* [EXCERPT PROVIDED]
§
By Marlena Batchelor
As a CEO you may be a steadying influence on your teams and have a handle on understanding how your business makes money, but it’s your approach to each of these areas that delivers real value.
A centuries-old simple concept in Zen Buddhism defines the principles C-suite leaders are using to get those creative juices flowing again – and it’s advocated for by business mogul Marc Benioff and countless others who are waking up to the power of cultivating an open mind.
The Salesforce CEO attributes the company’s success to its annual shoshin practice of beginning every year with a blank slate and five critical questions to set the agenda for the year ahead. He believes that the ‘beginner’s mind’ is very much synonymous with the post-pandemic world. This works by orchestrating the right conditions and mindset for disruptive thinking.
§
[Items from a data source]
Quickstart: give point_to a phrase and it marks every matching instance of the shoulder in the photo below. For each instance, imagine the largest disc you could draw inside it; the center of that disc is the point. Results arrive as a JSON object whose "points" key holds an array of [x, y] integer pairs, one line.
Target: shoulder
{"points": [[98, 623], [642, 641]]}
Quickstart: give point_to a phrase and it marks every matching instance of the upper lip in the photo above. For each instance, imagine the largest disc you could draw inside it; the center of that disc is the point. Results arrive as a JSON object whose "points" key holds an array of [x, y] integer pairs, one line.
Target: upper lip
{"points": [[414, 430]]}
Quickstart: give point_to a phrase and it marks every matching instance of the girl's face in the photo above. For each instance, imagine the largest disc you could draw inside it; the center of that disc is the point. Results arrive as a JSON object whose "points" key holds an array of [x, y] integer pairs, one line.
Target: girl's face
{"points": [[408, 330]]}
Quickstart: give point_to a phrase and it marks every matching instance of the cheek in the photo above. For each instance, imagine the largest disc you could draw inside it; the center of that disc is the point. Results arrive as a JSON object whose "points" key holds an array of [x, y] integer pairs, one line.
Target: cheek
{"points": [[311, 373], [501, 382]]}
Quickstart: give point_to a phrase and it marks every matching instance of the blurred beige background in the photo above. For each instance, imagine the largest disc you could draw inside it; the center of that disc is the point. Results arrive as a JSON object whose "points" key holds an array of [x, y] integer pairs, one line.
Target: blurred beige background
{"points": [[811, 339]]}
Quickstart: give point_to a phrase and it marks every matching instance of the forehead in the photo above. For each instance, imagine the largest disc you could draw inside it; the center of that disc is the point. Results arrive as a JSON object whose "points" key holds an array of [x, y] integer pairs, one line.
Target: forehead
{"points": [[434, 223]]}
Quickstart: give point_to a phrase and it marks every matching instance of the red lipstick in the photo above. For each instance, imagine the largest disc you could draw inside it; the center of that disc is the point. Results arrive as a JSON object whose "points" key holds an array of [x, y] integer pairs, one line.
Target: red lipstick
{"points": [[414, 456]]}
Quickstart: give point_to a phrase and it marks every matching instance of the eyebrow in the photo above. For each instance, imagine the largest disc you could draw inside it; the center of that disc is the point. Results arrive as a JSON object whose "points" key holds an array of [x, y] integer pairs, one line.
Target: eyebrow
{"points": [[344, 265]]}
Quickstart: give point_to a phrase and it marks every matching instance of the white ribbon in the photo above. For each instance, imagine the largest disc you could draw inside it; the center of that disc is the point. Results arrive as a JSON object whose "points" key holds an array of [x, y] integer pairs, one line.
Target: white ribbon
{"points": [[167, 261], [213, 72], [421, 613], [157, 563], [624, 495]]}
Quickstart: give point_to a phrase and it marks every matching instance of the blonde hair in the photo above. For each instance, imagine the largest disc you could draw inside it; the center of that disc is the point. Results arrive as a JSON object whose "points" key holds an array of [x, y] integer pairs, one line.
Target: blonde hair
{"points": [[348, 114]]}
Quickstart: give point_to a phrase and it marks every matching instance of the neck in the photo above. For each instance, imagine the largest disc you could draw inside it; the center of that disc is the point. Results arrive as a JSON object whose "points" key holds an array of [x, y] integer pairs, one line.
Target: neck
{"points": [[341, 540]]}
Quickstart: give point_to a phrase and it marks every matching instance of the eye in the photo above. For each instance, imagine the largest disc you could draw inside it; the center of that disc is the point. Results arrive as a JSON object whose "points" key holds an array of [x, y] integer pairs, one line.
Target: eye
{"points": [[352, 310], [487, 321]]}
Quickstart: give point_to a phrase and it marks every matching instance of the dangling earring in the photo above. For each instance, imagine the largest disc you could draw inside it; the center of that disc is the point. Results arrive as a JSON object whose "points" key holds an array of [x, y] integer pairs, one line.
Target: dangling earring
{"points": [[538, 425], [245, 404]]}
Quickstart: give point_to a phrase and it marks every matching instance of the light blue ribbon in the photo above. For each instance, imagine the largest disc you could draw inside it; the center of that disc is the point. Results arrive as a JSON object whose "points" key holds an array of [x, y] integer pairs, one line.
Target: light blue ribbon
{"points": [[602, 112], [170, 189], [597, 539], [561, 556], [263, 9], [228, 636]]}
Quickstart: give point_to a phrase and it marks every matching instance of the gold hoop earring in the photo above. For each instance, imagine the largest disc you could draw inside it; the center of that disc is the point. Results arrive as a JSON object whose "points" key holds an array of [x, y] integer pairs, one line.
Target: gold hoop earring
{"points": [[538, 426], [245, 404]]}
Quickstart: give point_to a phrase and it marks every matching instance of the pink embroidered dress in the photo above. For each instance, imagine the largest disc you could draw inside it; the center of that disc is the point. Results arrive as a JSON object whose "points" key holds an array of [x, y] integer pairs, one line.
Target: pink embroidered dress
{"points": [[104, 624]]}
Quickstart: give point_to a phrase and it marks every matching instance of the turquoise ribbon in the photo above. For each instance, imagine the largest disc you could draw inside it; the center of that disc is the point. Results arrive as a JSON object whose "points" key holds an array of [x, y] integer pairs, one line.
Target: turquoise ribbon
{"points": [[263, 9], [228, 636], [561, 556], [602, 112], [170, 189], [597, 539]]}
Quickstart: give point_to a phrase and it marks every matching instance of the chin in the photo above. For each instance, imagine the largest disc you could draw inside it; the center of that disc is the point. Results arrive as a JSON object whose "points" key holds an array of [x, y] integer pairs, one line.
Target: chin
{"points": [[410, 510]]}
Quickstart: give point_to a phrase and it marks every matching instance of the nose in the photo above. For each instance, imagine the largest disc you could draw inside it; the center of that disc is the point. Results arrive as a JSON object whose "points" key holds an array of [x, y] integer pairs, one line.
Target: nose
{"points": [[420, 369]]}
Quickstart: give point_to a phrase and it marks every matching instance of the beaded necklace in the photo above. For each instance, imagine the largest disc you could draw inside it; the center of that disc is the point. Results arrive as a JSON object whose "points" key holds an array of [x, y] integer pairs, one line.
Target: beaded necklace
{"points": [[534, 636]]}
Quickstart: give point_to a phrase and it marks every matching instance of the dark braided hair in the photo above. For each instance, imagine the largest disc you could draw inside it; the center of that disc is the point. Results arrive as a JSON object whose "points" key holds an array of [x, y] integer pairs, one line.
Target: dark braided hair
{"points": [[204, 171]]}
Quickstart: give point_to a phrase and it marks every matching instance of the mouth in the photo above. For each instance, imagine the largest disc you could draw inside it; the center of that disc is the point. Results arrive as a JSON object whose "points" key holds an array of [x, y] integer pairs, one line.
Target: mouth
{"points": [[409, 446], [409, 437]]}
§
* [WHAT THE EXERCISE ASKS]
Pick up the article on CEOs and the Zen idea of a beginner's mind after its last sentence, and keep it going.

* [EXPECTED ANSWER]
“There’s something truly magical that happens when leaders are courageous enough to embrace a beginner’s mindset.”– Dan McGowan
The word shoshin, meaning ‘beginner’s mind’, wove its way into the West through Shunryū Suzuki’s 1970s book Zen Mind, Beginner’s Mind. Since then, practicing the concept in a business environment is an antidote to close-mindedness and a lack of growth. “The mind of the beginner is empty, free of the habits of the expert, ready to accept, to doubt and open to all the possibilities,” Suzuki wrote in Zen Mind, Beginner’s Mind. “In the beginner’s mind there are many possibilities; in the expert’s mind there are few.”